** WORK INSTRUCTION **
A word-for-word restatement of all the records is the required answer.

(Dataset entries)

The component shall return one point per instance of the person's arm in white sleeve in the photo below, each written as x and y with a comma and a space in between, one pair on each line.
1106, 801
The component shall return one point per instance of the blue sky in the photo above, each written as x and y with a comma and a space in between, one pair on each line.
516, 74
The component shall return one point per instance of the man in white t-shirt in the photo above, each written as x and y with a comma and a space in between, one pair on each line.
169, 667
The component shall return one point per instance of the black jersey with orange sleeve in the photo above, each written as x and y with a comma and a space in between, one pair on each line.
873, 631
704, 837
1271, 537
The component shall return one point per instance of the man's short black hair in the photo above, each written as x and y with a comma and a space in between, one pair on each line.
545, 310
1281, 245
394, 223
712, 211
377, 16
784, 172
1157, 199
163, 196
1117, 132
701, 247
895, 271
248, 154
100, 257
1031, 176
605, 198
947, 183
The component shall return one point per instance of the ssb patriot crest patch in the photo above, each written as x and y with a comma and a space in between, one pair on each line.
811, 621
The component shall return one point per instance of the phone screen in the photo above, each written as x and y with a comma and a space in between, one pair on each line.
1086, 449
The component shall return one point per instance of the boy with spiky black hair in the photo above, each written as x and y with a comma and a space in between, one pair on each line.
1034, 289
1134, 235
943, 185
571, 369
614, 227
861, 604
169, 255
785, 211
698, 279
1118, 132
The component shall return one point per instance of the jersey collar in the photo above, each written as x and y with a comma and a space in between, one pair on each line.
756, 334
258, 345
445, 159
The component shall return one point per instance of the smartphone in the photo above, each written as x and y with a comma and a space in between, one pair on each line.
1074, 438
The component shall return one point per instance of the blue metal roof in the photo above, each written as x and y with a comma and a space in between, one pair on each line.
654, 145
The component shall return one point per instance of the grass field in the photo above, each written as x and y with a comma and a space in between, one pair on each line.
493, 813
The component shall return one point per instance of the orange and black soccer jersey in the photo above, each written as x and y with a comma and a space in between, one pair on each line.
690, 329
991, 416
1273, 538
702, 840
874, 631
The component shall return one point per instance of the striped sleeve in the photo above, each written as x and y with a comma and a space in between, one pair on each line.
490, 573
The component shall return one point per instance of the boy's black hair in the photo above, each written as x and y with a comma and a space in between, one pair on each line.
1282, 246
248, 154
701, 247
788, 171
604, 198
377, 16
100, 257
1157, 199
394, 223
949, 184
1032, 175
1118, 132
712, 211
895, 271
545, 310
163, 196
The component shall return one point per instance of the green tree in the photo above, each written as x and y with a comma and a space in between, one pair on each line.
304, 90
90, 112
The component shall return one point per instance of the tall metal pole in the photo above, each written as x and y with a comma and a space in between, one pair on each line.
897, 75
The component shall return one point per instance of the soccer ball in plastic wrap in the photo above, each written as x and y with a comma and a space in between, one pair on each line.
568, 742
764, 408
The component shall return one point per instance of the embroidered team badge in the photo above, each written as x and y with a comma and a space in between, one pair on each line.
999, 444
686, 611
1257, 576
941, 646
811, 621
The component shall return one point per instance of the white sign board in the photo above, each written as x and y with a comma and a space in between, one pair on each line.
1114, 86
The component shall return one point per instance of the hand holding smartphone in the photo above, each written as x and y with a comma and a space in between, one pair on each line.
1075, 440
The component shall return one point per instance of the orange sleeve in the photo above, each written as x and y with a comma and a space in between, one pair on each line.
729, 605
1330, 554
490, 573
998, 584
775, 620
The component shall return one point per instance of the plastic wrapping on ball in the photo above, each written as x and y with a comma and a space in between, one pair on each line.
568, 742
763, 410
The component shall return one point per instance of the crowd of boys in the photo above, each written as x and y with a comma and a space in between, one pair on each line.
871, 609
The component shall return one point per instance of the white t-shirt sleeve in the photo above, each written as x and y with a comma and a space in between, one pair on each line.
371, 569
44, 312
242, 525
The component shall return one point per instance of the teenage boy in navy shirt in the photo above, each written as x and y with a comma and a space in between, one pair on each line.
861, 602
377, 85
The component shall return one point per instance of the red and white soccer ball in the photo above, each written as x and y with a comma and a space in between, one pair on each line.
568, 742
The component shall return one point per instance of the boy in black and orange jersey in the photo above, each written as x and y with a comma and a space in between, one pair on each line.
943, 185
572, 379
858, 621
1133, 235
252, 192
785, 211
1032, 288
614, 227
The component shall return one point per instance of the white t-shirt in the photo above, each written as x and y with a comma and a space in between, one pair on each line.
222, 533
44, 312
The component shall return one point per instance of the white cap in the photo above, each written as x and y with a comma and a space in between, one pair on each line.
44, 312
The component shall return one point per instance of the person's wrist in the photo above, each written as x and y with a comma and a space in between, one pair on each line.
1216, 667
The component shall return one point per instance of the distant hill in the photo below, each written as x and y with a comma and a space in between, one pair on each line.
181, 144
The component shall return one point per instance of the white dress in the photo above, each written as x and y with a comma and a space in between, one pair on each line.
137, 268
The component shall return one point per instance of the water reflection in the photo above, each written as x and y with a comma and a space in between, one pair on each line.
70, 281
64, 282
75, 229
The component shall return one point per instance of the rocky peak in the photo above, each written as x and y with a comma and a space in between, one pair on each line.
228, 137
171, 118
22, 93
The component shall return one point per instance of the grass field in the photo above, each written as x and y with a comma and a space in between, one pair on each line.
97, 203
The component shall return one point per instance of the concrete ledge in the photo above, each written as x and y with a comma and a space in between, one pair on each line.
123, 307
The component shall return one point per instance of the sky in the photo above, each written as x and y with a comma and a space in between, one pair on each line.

** WRITTEN SOLUTION **
The component shall return one point per instance of the person's arm in white sleeve in the photo below, each written as x and y with a comma and a space in between, one pair on each line.
1106, 801
The component shall return one point per instance of the blue sky in the photo above, each written as x and y with a comma and a space in between, one pair on each line.
516, 74
The component shall return one point per instance of the man in white t-shirt in the photo above, each written as x and y with a comma and a space in between, one pair on each line.
169, 667
The component shall return one point per instance of the black jersey with orange sleeve in the photo above, each written as x and y with a comma and a space in between, one pair on each line.
873, 631
704, 837
1271, 537
The component shall return one point per instance of the man's short black hair in the photo above, each written as x and y with a comma and a space in between, one pair on each line.
545, 310
1281, 245
394, 223
712, 211
377, 16
784, 172
1157, 199
163, 196
1117, 132
701, 247
895, 271
248, 154
100, 257
1031, 176
605, 198
947, 183
The component shall return one point per instance of the ssb patriot crest patch in the photo above, each written as x and y with a comma and a space in between, one pair on each line.
811, 621
The component shall return one point per instance of the phone screen in the photo above, each written as x and y with a comma and a space in between, one pair on each line.
1086, 449
The component shall return one point per instance of the boy with spiky black hair in the photo above, each written as x and y with a comma and a space in between, one pair on each line.
1034, 289
1134, 235
943, 185
571, 369
614, 227
861, 604
169, 255
785, 211
698, 279
1118, 132
The component shall return one point per instance of the jersey collar in the photo above, each written as x and y with a comma and a space in between, one pair on each line.
756, 334
258, 345
445, 159
The component shall return one point per instance of the smartphone in the photo above, each written as x and y with a comma and a space in between, one pair on each line.
1074, 438
The component shall return one point per instance of the blue metal roof in the photo above, each written as x and y with a comma and a space in between, one pair on each line.
654, 145
The component shall return one point per instance of the grass field in the photo above, each written as x and y with a comma and a space in between, one pair on each line.
493, 813
The component shall return one point per instance of the orange and black soccer jersey in the photo above, each written as x and y with a comma and a space in between, one pair on each line.
690, 329
991, 416
1273, 538
702, 840
874, 631
The component shall return one point per instance of the striped sleeve in the photo above, each written as x and y with a comma and a space in between, one pair on each line.
490, 573
The component shall return one point per instance of the boy's black hair in the photo above, each written as x and y with a comma and a space in between, one pair on each line.
1282, 246
248, 154
701, 247
788, 171
604, 198
377, 16
100, 257
1157, 199
394, 223
949, 184
1032, 175
1118, 132
712, 211
895, 271
545, 310
163, 196
The component shall return one point per instance of the green tree in the photo above, each written as x and y with a comma and a space in between, one pair on each line.
304, 90
90, 112
The component shall return one point per instance of the tall metal pole in the photo above, each written as x and y with a comma and a space in between, one pair on each line.
897, 75
The component shall return one point per instance of the soccer ball in plastic wrap in the photo above, each written as x and y with a comma and a space in between, one pair on each line.
568, 742
764, 408
The component shall return one point per instance of the embroidered team badge in the photo above, each written as x and y with a comma and a space in between, one pair on each line.
999, 444
686, 611
1257, 576
941, 646
811, 621
The component shall return one point per instance of the white sign board in the photo above, each written as x and y with a comma and a space in between, one pair on each line.
1114, 86
The component shall return one point per instance of the hand holding smartphone in the photo above, each written as x and y with a comma and a space in between, one pair on each line.
1075, 440
The component shall return one point per instance of the orange sleeve in the photo above, each written as x and y with a comma and a space in between, one pair on each line.
729, 605
1330, 554
490, 573
998, 584
775, 620
The component shall return one point per instance of the plastic wrapping on ball in the photo above, each written as x and y with a comma and a space in between, one pair on each line.
568, 742
763, 410
The component shall return one point per instance of the crowd of boys in the photo above, each written as x and y with a comma and a space in between, one pair on each line.
871, 609
The component shall return one point per instance of the white t-shirt sleeve in the photo above, each written as x and y with a comma and a space in between, one pair on each line.
371, 569
44, 312
242, 525
The component shall return one point per instance of the teenage boy in navy shirt in the photo above, each written as x and y with a comma and a space in between, one pair on each line.
861, 602
377, 85
The component shall return one point per instance of the red and white soccer ball in the photo above, each written as x and y with a comma and a space in between, one pair on each line.
568, 742
The component shall return one point per instance of the boy in black and orange jersey in the photo above, each written as x and y with a comma and a space in between, one pair on each line.
943, 185
572, 379
858, 621
1133, 235
252, 192
785, 211
1032, 288
614, 227
The component shall return one point per instance of the white t-shirt in the photo above, each written as x and y with a comma and a space in between, one pair on each line.
222, 533
44, 312
The component shall return one point per instance of the white cap in the photo above, each written as x and y with a comma and a space in between, one pair on each line.
44, 312
The component shall return one point per instance of the person's wrist in the photo above, each written as x and y with a comma and a space in between, one pair on each line.
1216, 667
The component shall return one point per instance of the distant hill in the photo below, each written as x and y with a comma and a space in between, one pair on each line.
181, 144
The component shall return one point per instance of the white dress in the photo above, each written as x and y with a comma and a space in between, one pair on each line.
137, 268
The component shall return one point per instance of the water reflection in the photo above, each written as x and y with a comma and a space in between, one pair on each line.
70, 281
64, 282
75, 229
The component shall return one point per instance of the rocky peak in the photo above, each written as x and y with a comma and a space in between, one pair on each line.
228, 137
171, 118
22, 93
The component shall return one point per instance of the grass field in the photo above, each written as x and y with a comma and a space in between, one pair on each line.
97, 203
The component shall return one point per instance of the concrete ledge in the photo above, each written as x and y with a comma and a space in between, one pair on each line.
123, 307
The component shall return one point per instance of the sky in the photo above, each written as x and y with a comma and a space in between, one pair on each line.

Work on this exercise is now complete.